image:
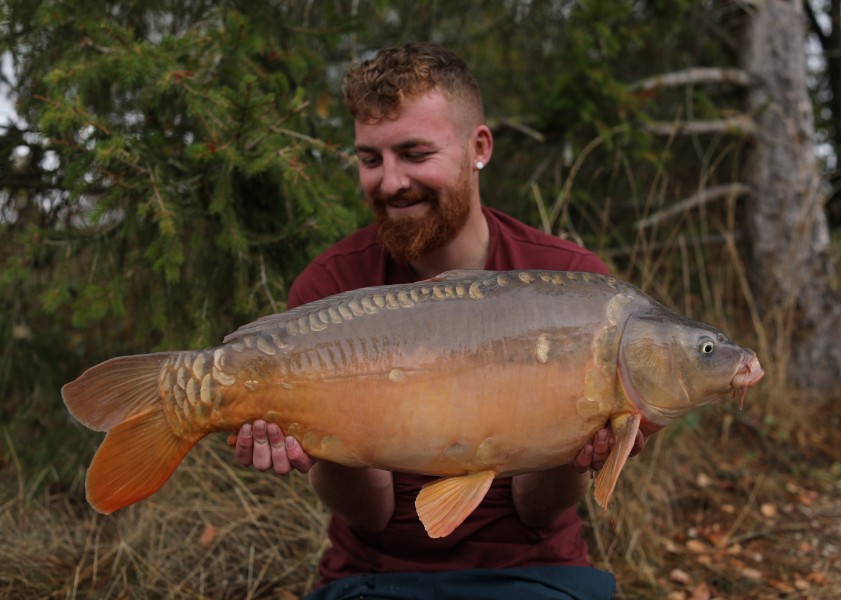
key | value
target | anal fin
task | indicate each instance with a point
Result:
(443, 505)
(625, 428)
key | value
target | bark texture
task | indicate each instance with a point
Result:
(791, 274)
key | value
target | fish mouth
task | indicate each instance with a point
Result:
(749, 373)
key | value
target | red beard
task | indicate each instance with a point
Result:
(407, 239)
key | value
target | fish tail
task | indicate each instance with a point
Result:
(140, 451)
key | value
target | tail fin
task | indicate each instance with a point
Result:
(140, 451)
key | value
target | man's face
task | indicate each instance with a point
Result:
(416, 173)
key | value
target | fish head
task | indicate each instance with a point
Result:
(669, 365)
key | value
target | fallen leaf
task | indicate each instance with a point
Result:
(208, 535)
(782, 586)
(703, 481)
(768, 510)
(680, 576)
(702, 591)
(817, 578)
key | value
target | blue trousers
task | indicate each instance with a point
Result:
(532, 583)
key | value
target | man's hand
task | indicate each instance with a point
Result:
(594, 455)
(264, 446)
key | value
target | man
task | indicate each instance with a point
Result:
(422, 143)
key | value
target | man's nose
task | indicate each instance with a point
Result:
(394, 178)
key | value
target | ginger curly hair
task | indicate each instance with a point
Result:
(377, 88)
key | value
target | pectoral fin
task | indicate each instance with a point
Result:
(444, 504)
(625, 427)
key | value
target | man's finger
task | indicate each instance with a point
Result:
(262, 455)
(245, 445)
(278, 448)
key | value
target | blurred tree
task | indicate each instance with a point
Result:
(824, 18)
(790, 269)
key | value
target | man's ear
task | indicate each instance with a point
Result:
(482, 141)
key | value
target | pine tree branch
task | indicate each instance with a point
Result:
(704, 196)
(695, 75)
(738, 124)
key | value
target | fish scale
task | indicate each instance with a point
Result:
(469, 376)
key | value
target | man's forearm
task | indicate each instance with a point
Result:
(541, 497)
(364, 498)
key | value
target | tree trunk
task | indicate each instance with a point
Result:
(790, 271)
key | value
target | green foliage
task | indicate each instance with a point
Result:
(180, 175)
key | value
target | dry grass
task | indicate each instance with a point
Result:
(213, 531)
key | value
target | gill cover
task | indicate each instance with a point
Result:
(669, 365)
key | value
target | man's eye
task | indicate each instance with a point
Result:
(369, 161)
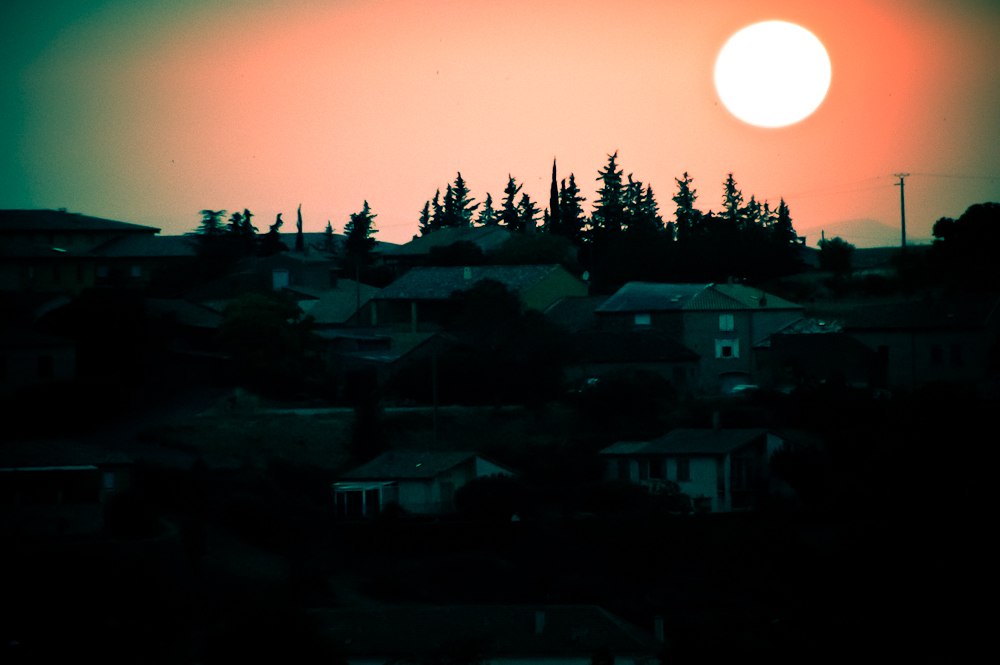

_Instructions for the task_.
Extract every line in the records above that contains the word "fish".

_Written response_.
target | fish mouth
target | fish tail
target | fish head
target | fish scale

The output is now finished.